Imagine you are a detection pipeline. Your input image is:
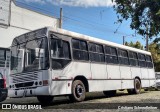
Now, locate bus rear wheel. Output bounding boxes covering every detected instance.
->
[128,78,142,94]
[37,96,53,105]
[103,90,116,97]
[69,80,86,102]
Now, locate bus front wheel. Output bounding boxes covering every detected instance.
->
[69,80,86,102]
[37,96,53,105]
[128,78,142,94]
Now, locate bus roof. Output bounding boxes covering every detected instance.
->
[48,27,151,55]
[12,27,151,55]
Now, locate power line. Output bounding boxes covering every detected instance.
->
[2,1,140,38]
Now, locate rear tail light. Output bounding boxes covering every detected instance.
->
[3,78,6,88]
[43,80,48,86]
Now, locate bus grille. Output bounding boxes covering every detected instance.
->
[15,82,34,88]
[156,82,160,87]
[12,72,38,83]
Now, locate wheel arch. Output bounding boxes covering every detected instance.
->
[134,76,142,84]
[73,75,89,92]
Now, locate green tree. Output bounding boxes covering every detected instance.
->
[112,0,160,37]
[149,39,160,72]
[125,41,143,49]
[125,42,129,46]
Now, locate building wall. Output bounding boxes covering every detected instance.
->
[0,0,59,47]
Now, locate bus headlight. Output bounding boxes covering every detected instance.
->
[43,80,48,86]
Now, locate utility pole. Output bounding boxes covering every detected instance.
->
[59,8,63,28]
[146,25,149,51]
[123,36,125,45]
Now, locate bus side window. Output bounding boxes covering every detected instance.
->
[72,39,89,61]
[105,46,119,64]
[146,55,153,68]
[138,53,146,67]
[129,51,138,66]
[51,39,71,69]
[118,49,129,65]
[89,43,105,62]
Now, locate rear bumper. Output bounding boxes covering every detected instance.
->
[0,88,8,102]
[8,86,50,98]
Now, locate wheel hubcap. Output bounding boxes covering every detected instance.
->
[75,85,84,97]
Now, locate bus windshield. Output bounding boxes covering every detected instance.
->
[11,38,48,74]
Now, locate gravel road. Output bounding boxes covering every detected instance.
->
[1,91,160,112]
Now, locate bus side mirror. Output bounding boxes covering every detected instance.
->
[57,39,63,48]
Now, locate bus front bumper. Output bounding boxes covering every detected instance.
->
[8,86,50,98]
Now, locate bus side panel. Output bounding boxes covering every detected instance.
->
[141,68,148,79]
[107,65,121,79]
[149,80,156,87]
[148,68,156,86]
[122,80,134,89]
[51,80,72,95]
[120,66,131,79]
[89,80,121,92]
[69,62,91,79]
[131,67,141,79]
[148,68,156,79]
[141,79,149,87]
[91,63,107,79]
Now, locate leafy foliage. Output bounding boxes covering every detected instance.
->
[125,41,143,50]
[112,0,160,37]
[149,38,160,72]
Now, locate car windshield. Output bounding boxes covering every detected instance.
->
[11,37,48,74]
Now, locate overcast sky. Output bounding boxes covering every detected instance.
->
[17,0,149,45]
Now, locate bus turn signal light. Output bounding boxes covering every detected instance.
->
[43,80,48,86]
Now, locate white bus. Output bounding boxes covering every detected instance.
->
[9,28,155,104]
[0,47,10,88]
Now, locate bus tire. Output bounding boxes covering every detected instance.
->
[37,96,53,105]
[103,90,116,97]
[133,78,142,94]
[144,88,148,91]
[127,78,142,94]
[69,80,86,102]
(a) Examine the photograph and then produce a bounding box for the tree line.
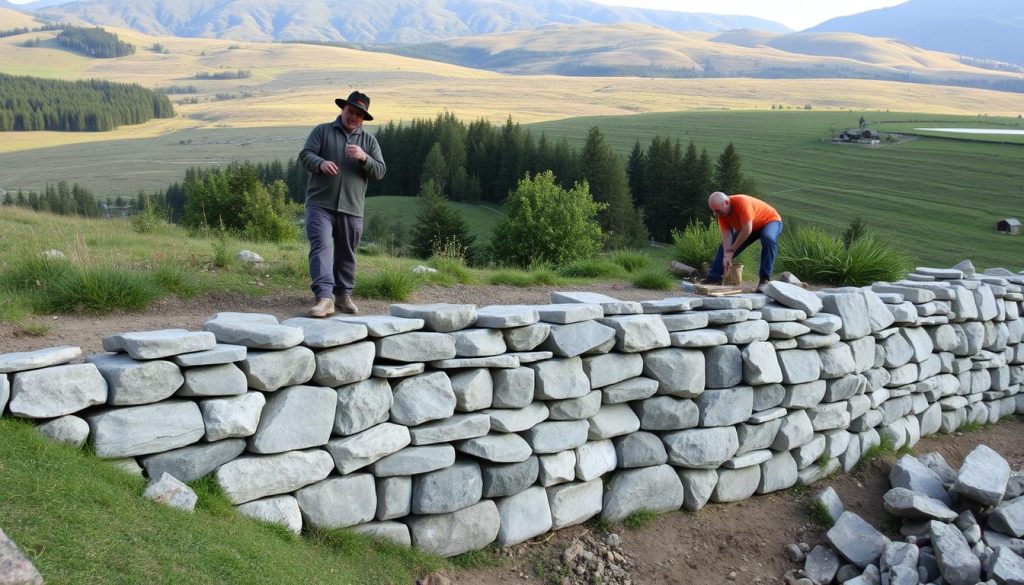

----

**Problem requirements**
Starting at the line in the listing above that contains "Now, locate overcast" and ending at the listing's final line, give each line as an item in a numbered list. Skip blank lines and leave out the pictures.

**Task result**
1. Now, locate overcast sky. Output bounding boxes covering every detected instance.
2. ->
3. [17,0,149,45]
4. Now, locate bus turn signal light. Output bounding boxes covering every detected instance.
5. ->
6. [43,80,48,86]
7. Now, locate white bus. Output bounding boxes covering every detected instance.
8. ->
9. [9,28,155,104]
10. [0,47,10,88]
11. Now, locate bus tire. Output bounding boxes covering every detected instance.
12. ->
13. [37,96,53,105]
14. [103,90,116,97]
15. [133,78,142,94]
16. [144,88,148,91]
17. [127,78,142,94]
18. [69,80,86,102]
19. (a) Examine the photograph and then produce a bounding box for the tree line.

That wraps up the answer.